● WHAT IS BEING ASKED: Extract every line of the items below and reproduce each one verbatim, changing nothing.

● RECORDS FOR THE EXERCISE:
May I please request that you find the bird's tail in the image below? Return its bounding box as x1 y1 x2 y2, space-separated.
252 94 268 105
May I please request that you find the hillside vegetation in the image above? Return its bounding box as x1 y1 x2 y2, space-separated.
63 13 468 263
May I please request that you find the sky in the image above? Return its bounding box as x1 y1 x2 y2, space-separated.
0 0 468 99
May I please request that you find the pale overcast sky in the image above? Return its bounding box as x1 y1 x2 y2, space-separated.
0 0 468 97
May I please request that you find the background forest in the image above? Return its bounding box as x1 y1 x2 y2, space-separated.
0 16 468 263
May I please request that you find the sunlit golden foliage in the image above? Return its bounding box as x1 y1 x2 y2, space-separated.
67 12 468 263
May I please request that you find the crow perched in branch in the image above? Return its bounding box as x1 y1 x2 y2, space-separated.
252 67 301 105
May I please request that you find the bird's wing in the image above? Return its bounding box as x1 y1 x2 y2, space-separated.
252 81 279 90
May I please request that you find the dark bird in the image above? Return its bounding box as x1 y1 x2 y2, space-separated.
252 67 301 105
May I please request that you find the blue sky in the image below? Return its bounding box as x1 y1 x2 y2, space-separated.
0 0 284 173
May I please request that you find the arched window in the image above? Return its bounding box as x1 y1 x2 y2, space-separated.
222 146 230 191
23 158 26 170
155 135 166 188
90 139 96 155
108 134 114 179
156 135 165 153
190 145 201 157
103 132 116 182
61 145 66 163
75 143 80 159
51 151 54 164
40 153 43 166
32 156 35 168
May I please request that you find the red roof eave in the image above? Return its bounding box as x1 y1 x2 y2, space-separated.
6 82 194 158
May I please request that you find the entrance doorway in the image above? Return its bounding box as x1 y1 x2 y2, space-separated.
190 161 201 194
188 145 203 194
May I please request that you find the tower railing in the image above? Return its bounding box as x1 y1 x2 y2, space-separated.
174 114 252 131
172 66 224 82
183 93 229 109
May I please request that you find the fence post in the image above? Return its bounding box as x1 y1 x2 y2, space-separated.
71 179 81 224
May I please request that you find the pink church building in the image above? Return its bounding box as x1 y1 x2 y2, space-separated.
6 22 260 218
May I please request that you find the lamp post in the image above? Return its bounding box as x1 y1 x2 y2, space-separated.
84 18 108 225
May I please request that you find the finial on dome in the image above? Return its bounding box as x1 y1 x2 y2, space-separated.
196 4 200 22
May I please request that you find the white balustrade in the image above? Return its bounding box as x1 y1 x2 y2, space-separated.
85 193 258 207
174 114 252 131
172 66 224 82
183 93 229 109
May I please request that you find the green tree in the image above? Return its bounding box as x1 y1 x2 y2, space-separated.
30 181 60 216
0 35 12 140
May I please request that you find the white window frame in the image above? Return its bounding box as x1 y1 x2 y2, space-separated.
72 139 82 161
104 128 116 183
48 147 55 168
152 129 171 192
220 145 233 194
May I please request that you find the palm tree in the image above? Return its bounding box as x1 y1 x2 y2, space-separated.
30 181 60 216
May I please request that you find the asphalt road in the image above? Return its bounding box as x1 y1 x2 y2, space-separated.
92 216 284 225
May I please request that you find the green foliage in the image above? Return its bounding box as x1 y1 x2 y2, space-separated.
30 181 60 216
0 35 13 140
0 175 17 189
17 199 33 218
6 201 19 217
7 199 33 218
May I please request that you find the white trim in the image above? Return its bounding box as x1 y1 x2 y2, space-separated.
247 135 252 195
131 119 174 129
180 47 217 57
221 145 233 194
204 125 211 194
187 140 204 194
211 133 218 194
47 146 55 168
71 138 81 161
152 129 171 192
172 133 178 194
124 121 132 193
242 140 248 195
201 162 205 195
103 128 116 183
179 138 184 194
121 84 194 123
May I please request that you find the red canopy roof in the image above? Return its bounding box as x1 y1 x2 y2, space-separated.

● ANSWER:
May I please request that you find the bird's tail in the image below? Return its bounding box as x1 y1 x2 y2, space-separated.
252 94 268 105
May I please request that you find the hillside vegetation in the image above? Return its bounding box as x1 y1 x2 y2, space-separated.
63 13 468 263
May I please request that you find the sky in the image above? Return its bounding box as x1 y1 x2 y2, space-separated.
0 0 468 99
May I please request that you find the pale overcast sky in the image above? Return its bounding box as x1 y1 x2 y2, space-separated.
0 0 468 97
May I please request that you find the background forest in the image above? Return its bounding box as x1 y1 x2 y2, space-separated.
0 16 468 263
May I please request that you find the sunlit golden foliage in the image above? Return its bounding box as x1 y1 x2 y2, space-separated.
67 12 468 263
May I please request that you find the crow perched in branch in the image above? Return its bounding box as x1 y1 x2 y2, space-separated.
252 67 301 105
May I please request that you find the bird's wing in the image above? Return its bounding box as x1 y1 x2 y2, space-separated.
252 81 279 90
May I please request that you find the dark bird in the image above? Return its bounding box as x1 y1 x2 y2, space-separated.
252 67 301 105
May I please request that you find the blue sky in the image below? Return its bounding box as x1 y1 x2 y2, space-separated.
0 0 284 173
May I please request that you find the arched window in the image above? Return its bounding box as x1 y1 x2 y2, space-separated.
222 146 230 191
23 158 26 170
155 135 166 188
90 139 96 155
108 134 114 179
156 135 165 153
190 145 201 157
103 132 116 182
61 145 66 163
75 143 80 159
51 151 54 164
40 153 43 166
32 156 35 168
May I please request that you find the red roof eave in the image above? Return its bounding box as x1 y1 x2 y2, space-separated.
6 82 194 158
May I please request that you find the entrance doorway in the image above? Return its bounding box as x1 y1 x2 y2, space-separated.
190 161 201 194
188 145 203 194
May I please request that you find the tower railing in the image above? Return its bounding box as x1 y1 x2 y2, space-separated.
174 114 252 131
172 66 224 82
183 93 229 109
May I please request that you find the fence post in the image above? Return its bounding box as x1 y1 x2 y2, space-separated.
71 179 81 224
May I please request that you find the pink church building in the image above? Return its bounding box as x1 y1 x2 y2, space-separated.
6 22 260 218
May I please request that you find the lamp post in the image above? Return its bounding box as x1 y1 x2 y2, space-separated.
84 18 108 225
May I please request that you find the finial on dome in the image above? Return its bounding box as x1 y1 x2 y2, space-separated.
196 4 200 22
May I please request that you find the white balustrade in the image above? Return its bounding box as x1 y1 x2 y2, space-separated.
85 193 258 207
174 114 252 131
172 66 224 82
183 93 229 109
May I please request that you find the green tree in the image above? Return its bounding box as x1 y1 x2 y2, space-separated.
30 181 60 216
0 35 12 140
May I please request that you find the white window frame in the image above? Return its bounding box as x1 y1 x2 y2, space-separated.
72 139 82 161
104 128 116 183
48 147 55 168
152 129 171 192
220 145 233 194
May I please request that you find the palm tree in the image above? Return its bounding box as x1 y1 x2 y2, space-separated.
30 181 60 216
May I please request that you find the asphalt road in the image above? Return its bounding box as x1 y1 x2 y2, space-separated.
92 216 284 225
May I please request that you find the green foliage in the image above? Return its bounding box as x1 y1 x2 y2, space-separated.
30 181 60 216
0 35 13 140
0 175 17 189
17 199 33 218
6 201 19 217
7 199 33 218
May I please request that you find the white trim in the image above? Return its bounding box as x1 y1 x2 y2, space-separated.
247 135 252 195
131 119 174 129
180 47 217 57
221 145 233 194
204 125 211 194
187 140 204 194
211 133 218 194
47 146 55 168
71 138 81 161
152 129 171 192
172 133 178 194
124 121 132 193
242 140 248 195
201 162 205 195
103 128 116 183
179 138 184 194
121 84 194 123
May I please request that you find the red canopy roof in the image above? Return its bounding box as x1 y1 x2 y2, space-separated.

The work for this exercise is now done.